*Exercise description*.
The answer must be every record below, reproduced exactly.
Segment Start: The records
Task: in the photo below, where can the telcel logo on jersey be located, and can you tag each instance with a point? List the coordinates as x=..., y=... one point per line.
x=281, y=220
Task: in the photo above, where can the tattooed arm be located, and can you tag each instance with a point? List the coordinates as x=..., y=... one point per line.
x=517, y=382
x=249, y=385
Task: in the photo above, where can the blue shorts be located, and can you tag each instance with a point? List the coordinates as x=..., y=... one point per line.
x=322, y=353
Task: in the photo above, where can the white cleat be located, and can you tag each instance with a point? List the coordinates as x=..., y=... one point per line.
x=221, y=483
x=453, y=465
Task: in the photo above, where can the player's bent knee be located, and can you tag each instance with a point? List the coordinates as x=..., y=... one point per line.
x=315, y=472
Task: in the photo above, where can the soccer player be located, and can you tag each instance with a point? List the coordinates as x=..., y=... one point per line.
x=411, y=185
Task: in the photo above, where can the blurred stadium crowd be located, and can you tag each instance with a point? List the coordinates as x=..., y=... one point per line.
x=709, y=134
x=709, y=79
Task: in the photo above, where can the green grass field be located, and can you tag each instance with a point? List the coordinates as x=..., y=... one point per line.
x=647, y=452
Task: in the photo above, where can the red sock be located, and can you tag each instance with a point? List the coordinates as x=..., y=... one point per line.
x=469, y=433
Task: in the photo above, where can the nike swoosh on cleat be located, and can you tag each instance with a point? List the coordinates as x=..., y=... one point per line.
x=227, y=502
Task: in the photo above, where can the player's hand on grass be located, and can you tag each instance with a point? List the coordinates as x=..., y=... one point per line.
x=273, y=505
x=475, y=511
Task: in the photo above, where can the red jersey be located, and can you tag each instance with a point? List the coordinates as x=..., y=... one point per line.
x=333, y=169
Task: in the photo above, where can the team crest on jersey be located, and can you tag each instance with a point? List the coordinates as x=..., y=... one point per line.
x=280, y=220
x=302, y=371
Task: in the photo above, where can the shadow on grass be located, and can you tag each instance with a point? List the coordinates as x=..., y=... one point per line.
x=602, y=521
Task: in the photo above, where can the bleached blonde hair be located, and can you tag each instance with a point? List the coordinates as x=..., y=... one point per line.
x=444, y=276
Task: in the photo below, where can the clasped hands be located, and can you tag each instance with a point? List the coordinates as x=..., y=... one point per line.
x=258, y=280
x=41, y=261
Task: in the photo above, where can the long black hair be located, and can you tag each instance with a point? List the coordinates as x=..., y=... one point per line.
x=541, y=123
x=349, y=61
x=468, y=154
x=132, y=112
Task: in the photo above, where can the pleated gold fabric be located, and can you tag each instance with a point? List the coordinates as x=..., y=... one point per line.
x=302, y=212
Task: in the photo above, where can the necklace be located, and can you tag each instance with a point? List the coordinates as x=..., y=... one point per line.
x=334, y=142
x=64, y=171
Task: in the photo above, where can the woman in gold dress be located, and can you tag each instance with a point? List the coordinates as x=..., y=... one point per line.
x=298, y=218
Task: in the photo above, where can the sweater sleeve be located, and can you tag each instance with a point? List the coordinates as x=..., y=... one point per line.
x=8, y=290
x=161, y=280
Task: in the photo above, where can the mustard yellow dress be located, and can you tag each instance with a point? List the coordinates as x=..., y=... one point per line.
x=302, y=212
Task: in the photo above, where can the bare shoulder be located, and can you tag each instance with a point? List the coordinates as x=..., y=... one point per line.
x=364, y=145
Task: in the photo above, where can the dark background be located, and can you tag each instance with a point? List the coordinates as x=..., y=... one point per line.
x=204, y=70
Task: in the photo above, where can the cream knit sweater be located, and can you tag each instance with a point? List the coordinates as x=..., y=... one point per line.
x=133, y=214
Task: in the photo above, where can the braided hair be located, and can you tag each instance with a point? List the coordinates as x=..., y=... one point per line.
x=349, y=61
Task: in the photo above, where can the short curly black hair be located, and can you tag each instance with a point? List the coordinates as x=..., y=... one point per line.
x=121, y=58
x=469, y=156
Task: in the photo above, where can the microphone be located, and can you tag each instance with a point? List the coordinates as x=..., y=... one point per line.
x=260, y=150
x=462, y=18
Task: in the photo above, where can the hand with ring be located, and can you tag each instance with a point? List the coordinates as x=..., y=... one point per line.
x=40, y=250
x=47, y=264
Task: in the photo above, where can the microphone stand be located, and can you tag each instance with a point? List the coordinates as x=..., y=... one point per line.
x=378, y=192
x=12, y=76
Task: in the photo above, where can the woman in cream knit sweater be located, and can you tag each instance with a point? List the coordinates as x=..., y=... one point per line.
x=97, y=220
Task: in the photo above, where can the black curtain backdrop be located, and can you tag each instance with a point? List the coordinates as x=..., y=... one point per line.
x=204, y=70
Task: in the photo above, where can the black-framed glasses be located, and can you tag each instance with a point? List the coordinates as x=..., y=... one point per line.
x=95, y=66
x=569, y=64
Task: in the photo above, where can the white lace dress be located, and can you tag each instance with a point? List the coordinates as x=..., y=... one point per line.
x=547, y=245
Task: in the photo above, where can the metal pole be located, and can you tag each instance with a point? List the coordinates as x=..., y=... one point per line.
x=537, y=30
Segment End: The records
*The answer*.
Task: in the photo below, where can the telcel logo on jersey be located, and can you tag each instance with a point? List the coordinates as x=..., y=... one point per line.
x=281, y=220
Task: in the photo above, where can the tattooed arm be located, and can you tag each instance with a point? List the coordinates as x=..., y=... one point per line.
x=517, y=382
x=249, y=385
Task: in the photo above, where can the blue shorts be located, and can you tag each instance with a point? List the coordinates as x=..., y=... one point per line.
x=322, y=353
Task: in the photo above, where can the white cleat be located, and can you tag each instance with a point? List the coordinates as x=..., y=... one point per line.
x=221, y=483
x=453, y=465
Task: in the photo above, where can the player's bent knee be located, and can you tag each instance with a point? List the coordinates as x=..., y=... one point per line.
x=315, y=472
Task: in the photo above, where can the soccer player be located, and can you tag each instance with a point? List the coordinates as x=..., y=... one point per line.
x=411, y=185
Task: in the photo above, where can the blurred stadium crowd be located, and can you tag each instance with a point? List the coordinates as x=..., y=... one point per line.
x=709, y=134
x=709, y=79
Task: in the photo above, where can the green grass field be located, and can you tag each instance with a point? List the coordinates as x=..., y=... one point per line.
x=647, y=452
Task: in the photo above, where can the red sock be located, and can you tag each instance with a point? List the coordinates as x=..., y=... one point per line.
x=469, y=433
Task: in the photo above, where can the nike swoosh on cleat be located, and can you tag each instance with a point? List the coordinates as x=..., y=... one point per line.
x=227, y=502
Task: in the photo above, where can the player's hand on grass be located, and can you tag each instance with a point? List the coordinates as x=..., y=... one point per line.
x=273, y=505
x=475, y=511
Task: in the photo above, where can the red jersey be located, and can you tag each instance with a point? List the coordinates as x=..., y=... one point per line.
x=333, y=169
Task: in the photo above, where can the team crest on jersey be located, and can you tag each instance with a point? List the coordinates as x=..., y=... one point per line.
x=280, y=220
x=302, y=371
Task: in the photo above, where can the shadow on grass be located, and can you tag each instance with a point? List the coordinates as x=..., y=... one point per line.
x=602, y=521
Task: in the photo above, where can the bleached blonde hair be located, and can you tag each instance with a point? List the coordinates as x=..., y=... one point per line.
x=444, y=276
Task: in the photo below, where can the clasped hands be located, and can you tag each instance with a point? List the coordinates as x=..., y=... one point per line.
x=258, y=280
x=41, y=261
Task: in the photo above, where can the long black hair be located, and can you tag each instance with a point? List the coordinates as x=..., y=... one point per line.
x=541, y=123
x=349, y=61
x=468, y=154
x=132, y=112
Task: in the photo above, where can the pleated gold fabric be located, and can you tag each instance with a point? List the coordinates as x=..., y=... one point per line.
x=302, y=212
Task: in the photo above, where can the necklace be located, and can you tag each instance with a point? List the coordinates as x=..., y=... one point per line.
x=334, y=142
x=64, y=171
Task: in the photo above, where can the woman in gold dress be located, and can you tag each instance with a point? List the coordinates as x=..., y=... one point per line.
x=298, y=218
Task: in the photo above, where can the sweater sleeve be located, and can you tag each instance with a point? List the coordinates as x=..., y=... one point per line.
x=8, y=290
x=161, y=280
Task: in the photo above, where can the mustard yellow dress be located, and can you tag each instance with a point? List the coordinates as x=..., y=... one point per line.
x=302, y=212
Task: in the photo above, where can the bare shoulder be located, and can you tag each instance with a point? List the coordinates as x=..., y=... one point per line.
x=364, y=145
Task: in the photo above, where can the dark background be located, and can you tag each instance with a point? List the coordinates as x=..., y=... one point per line.
x=204, y=70
Task: in the photo above, where can the cream knit sweater be located, and can you tag each instance with a point? List the coordinates as x=..., y=... one point per line.
x=133, y=214
Task: in the photo above, where can the braided hair be located, and can you tag each instance with a point? List the coordinates as x=..., y=... one point per line.
x=349, y=61
Task: in the photo above, where can the short curly black hair be located, and can you tag each instance with a point? List the coordinates as x=..., y=... one point per line.
x=121, y=58
x=469, y=156
Task: in the photo above, where can the microphone be located, and can you tag each instance with a point? List the coordinates as x=..., y=... one point per line.
x=260, y=150
x=462, y=18
Task: in the photo above, where can the hand with ring be located, and can you tag each instance with a point? List the coordinates as x=..., y=... one point per line.
x=40, y=250
x=47, y=264
Task: in the photo above, where can the microphone stand be located, and can you tag each instance with a point? List the coordinates as x=..., y=... one point per line.
x=378, y=192
x=12, y=76
Task: in the photo above, where can the woman in cream knit sweater be located, and can you tag each instance with a point? List the coordinates as x=..., y=... one point per line.
x=97, y=220
Task: in the photo above, where can the black curtain backdrop be located, and can you tag each instance with a point? List the coordinates as x=..., y=... one point per line.
x=204, y=70
Task: in the photo above, where can the black-framed glasses be located, and can you tag each instance with a point? List the coordinates as x=..., y=... one point per line.
x=95, y=66
x=569, y=64
Task: in the photo above, where can the white lace dress be located, and can you tag each instance with a point? List the coordinates as x=..., y=... one point per line.
x=547, y=245
Task: in the photo above, where can the metal pole be located, and can you tag each instance with a point? List the coordinates as x=..., y=... one point per line.
x=537, y=30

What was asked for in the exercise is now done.